Set exercise: Copy out every one of the records below word for word, keeping each line unchanged.

Data listing:
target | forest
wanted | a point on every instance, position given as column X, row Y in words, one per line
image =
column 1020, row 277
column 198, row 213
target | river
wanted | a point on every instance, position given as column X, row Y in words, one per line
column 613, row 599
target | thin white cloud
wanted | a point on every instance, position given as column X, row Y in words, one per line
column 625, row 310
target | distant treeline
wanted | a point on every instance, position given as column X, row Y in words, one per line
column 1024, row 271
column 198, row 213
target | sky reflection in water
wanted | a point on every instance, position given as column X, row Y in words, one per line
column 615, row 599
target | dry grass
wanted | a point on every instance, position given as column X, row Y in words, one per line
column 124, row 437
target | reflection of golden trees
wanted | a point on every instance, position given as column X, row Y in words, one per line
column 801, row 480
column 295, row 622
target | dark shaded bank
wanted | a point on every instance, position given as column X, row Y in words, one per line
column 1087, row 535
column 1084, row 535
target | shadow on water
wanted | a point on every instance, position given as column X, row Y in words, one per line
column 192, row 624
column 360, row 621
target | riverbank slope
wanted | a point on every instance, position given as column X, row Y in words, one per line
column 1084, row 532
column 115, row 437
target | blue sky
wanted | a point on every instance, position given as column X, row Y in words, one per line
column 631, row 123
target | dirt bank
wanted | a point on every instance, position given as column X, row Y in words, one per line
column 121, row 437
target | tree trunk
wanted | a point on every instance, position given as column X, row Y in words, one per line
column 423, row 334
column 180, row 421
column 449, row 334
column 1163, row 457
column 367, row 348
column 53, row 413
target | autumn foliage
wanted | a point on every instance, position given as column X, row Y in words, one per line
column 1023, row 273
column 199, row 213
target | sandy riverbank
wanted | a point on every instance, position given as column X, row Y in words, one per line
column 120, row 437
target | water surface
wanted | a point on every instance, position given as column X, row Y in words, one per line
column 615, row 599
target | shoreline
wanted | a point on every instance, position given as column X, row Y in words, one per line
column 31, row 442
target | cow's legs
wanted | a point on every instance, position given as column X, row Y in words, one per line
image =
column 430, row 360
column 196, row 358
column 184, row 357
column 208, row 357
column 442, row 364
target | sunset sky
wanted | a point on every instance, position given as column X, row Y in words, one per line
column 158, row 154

Exercise response:
target | forest
wanted | a point on every instance, position given as column X, row Y in words, one per line
image =
column 1020, row 277
column 198, row 213
target | river
wanted | a point on every instance, position given as column X, row Y in words, one per line
column 613, row 599
target | thin white cloud
wanted | a point on every instance, position given as column X, row Y in words, one per line
column 625, row 310
target | distant treeline
wanted | a point on every instance, position given as column X, row Y in words, one per line
column 1024, row 271
column 198, row 213
target | sky reflection in water
wanted | a point on every instance, position given as column X, row Y in words, one per line
column 615, row 599
target | dry grass
wanted | a point on every instance, position given as column X, row Y in words, one per line
column 124, row 437
target | reflection of golden trees
wanted | a point on every instance, position given as column X, row Y in words, one per line
column 801, row 480
column 295, row 622
target | dark shaded bank
wanted | a point on every instance, position given as column X, row Y in words, one per line
column 1087, row 535
column 1084, row 535
target | shadow on water
wanted | a point on every instance, position given as column X, row Y in words, one per line
column 192, row 624
column 360, row 621
target | riverbank slope
wanted | a point on every instance, position given as column X, row Y in words, one per line
column 1084, row 532
column 115, row 437
target | blue sky
wanted | a point on every instance, position given as column X, row Y in words, one per line
column 631, row 123
target | dirt bank
wanted | a point on every instance, position given as column X, row Y in words, one per line
column 121, row 437
target | tree trunk
wanted | a point on every instance, position given as column X, row Y in words, one per line
column 423, row 334
column 180, row 421
column 449, row 334
column 1163, row 457
column 367, row 348
column 53, row 413
target | autumn foliage
wanted | a point on every instance, position given as column X, row Y in words, one per line
column 1023, row 273
column 199, row 213
target | sandy riverbank
wanted | a point on every instance, position given as column X, row Y in words, one per line
column 120, row 437
target | water surface
wanted | a point on every instance, position given as column X, row Y in words, one per line
column 615, row 599
target | shoreline
wanted | a point on every instance, position given as column X, row Y in words, one per line
column 31, row 442
target | cow's legs
wanted | a point on every instance, position given as column X, row Y in words, one per line
image =
column 430, row 360
column 196, row 358
column 184, row 357
column 208, row 357
column 442, row 364
target | sunset sky
wanted | a point on every instance, position given as column X, row Y in words, one per line
column 158, row 154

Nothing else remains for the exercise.